## VORLIEGENDER AUSZUG
Das Transparenzgebot verpflichtet den Verwender, Rechte und Pflichten seines Vertragspartners möglichst klar, einfach und präzise darzustellen. Dabei gebieten die Grundsätze von Treu und Glauben, dass die Klausel wirtschaftliche Nachteile und Belastungen so weit erkennen lässt, wie dies nach den Umständen gefordert werden kann. Dabei sind auch die Fähigkeiten und Kenntnisse des Vertragspartners zu berücksichtigen. Die Transparenzanforderungen dürfen allerdings auch nicht überspannt werden. Bei der Beurteilung, ob eine Regelung dem Transparenzgebot genügt, ist auf den aufmerksamen und sorgfältigen Teilnehmer am Wirtschaftsverkehr abzustellen (Palandt/Grüneberg, BGB, 68. Aufl., § 307 Rz. 16 – 19).

Es ist unzutreffend, dass, wie das LG meint, der Prozentsatz von 3 % suggeriere, dass der Kunde 3 % vom Nominalvolumen pro Jahr höchstmöglich gewinnen könne und die hiervon abzuziehende Zahlungspflicht des Kunden jeweils ihren eigenen Gesetzmäßigkeiten unterliege, so dass der Kunde zumindest theoretisch die Vorstellung habe, seine variable Zahlungspflicht könne gegen Null gehen. Die Formel zur Berechnung der Zahlungspflichten der Parteien gibt hierfür keinen Anlass. Es ist eindeutig erkennbar, dies ergibt sich auch aus den Erläuterungen in der Präsentation und im Termsheet, dass die Klägerin immer mindestens 2 % zu zahlen hat. Dieser Zinssatz war feststehend. Angesichts der auf 3 % begrenzten Zahlung der Beklagten konnte der Gewinn der Klägerin maximal 1 % betragen. Aus den Erklärungen in der Präsentation und im Termsheet ergibt sich, dass der Kunde halbjährlich 3 % empfängt und mindestens 2 % zu zahlen hat. Der höchstmögliche Gewinn von 1 % lässt sich durch einfache Subtraktion ermitteln. Es kann dem LG auch nicht dahin gehend gefolgt werden, dass durch den Vollzug dieses Rechenschritts das Risiko eines Missverständnisses beim Kunden entstehe, wenn er ihn bei seinen Überlegungen aus Versehen unterlässt oder sich angesichts der Komplexität des Geschäfts nicht die Mühe machen will, das Geschäft mathematisch richtig zu verstehen. Wie bereits dargestellt, ist auf den aufmerksamen und sorgfältigen Teilnehmer am Wirtschaftsverkehr abzustellen. Von einem solchen kann verlangt werden, dass er die Durchführung dieses einfachen Rechenschritts bedenkt und berücksichtigt.

## AUFGELISTETE EINTRÄGE
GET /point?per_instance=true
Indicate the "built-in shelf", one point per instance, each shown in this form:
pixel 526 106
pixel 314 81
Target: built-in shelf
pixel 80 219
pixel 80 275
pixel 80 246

## ZU BEARBEITENDE AUFGABEN
1 > Schreiben Sie aus dem Auszug zum Transparenzgebot den Abschnitt ab, der mit „Das Transparenzgebot verpflichtet“ beginnt und bis einschließlich „Rz. 16 – 19).“ reicht.
2 > Prüfen Sie anhand des Auszugs zum Transparenzgebot, ob die folgenden Aussagen zutreffen. Antworten Sie jeweils mit Ja oder Nein und zitieren Sie die entscheidende Textstelle wörtlich.
(a) Die Klägerin hatte stets mindestens 2 % zu zahlen.
(b) Der Gewinn der Klägerin konnte bis zu 3 % betragen.
(c) Die Anforderungen an die Transparenz dürfen überspannt werden.
3 > Führen Sie den Auszug zum Transparenzgebot im Anschluss an seinen letzten Satz fort.

## LÖSUNGEN
1 >
Das Transparenzgebot verpflichtet den Verwender, Rechte und Pflichten seines Vertragspartners möglichst klar, einfach und präzise darzustellen. Dabei gebieten die Grundsätze von Treu und Glauben, dass die Klausel wirtschaftliche Nachteile und Belastungen so weit erkennen lässt, wie dies nach den Umständen gefordert werden kann. Dabei sind auch die Fähigkeiten und Kenntnisse des Vertragspartners zu berücksichtigen. Die Transparenzanforderungen dürfen allerdings auch nicht überspannt werden. Bei der Beurteilung, ob eine Regelung dem Transparenzgebot genügt, ist auf den aufmerksamen und sorgfältigen Teilnehmer am Wirtschaftsverkehr abzustellen (Palandt/Grüneberg, BGB, 68. Aufl., § 307 Rz. 16 – 19).

2 >
(a) Ja: „dass die Klägerin immer mindestens 2 % zu zahlen hat“
(b) Nein: „konnte der Gewinn der Klägerin maximal 1 % betragen“
(c) Nein: „Die Transparenzanforderungen dürfen allerdings auch nicht überspannt werden.“

3 >
Ebenso verstößt die Formulierung der Zahlungspflicht der Klägerin mit der Formel 5 % x 2 N/D nicht gegen das Transparenzgebot. Es ist nicht ersichtlich, weshalb diese Formel eine falsche Gewinn- und Verlustperspektive vermittelt, wenn der Kunde die Verdoppelung übersieht bzw. bei seinen Überlegungen versehentlich nicht berücksichtigt. Für einen sorgfältigen und aufmerksamen Teilnehmer am Wirtschaftsverkehr ergibt sich eindeutig, dass der Faktor 5 % zu verdoppeln ist, insbesondere im Hinblick darauf, dass im Termsheet Rechenbeispiele zu finden sind, welche die Multiplikation mit dem Faktor 2 berücksichtigen. Im Übrigen ist hierbei zu beachten, dass durch den Faktor 2 verdeutlicht wird, dass die Tage, an denen der Schwellenwert unterschritten wird, doppelt gezählt werden. Dies würde jedoch dann bei Anwendung der von dem LG vorgeschlagenen Formel 10 % x N/D nicht mehr deutlich, so dass hierdurch die Gefahr einer fehlenden Transparenz entstehen würde.

Im Übrigen ist vorliegend auch zu berücksichtigen, dass der Geschäftsführer der Klägerin, mit diesem wurde das Beratungsgespräch geführt, ein promovierter Chemiker ist. Als solcher dürfte er mit mathematischen Formeln vertraut und sicherlich in der Lage sein, die Notwendigkeit der Durchführung dieser einfachen Rechenschritte zu erkennen und diese durchzuführen.

Es liegt auch keine Verletzung von Aufklärungspflichten aus dem zwischen den Parteien zustande gekommenen Beratungsvertrag vor.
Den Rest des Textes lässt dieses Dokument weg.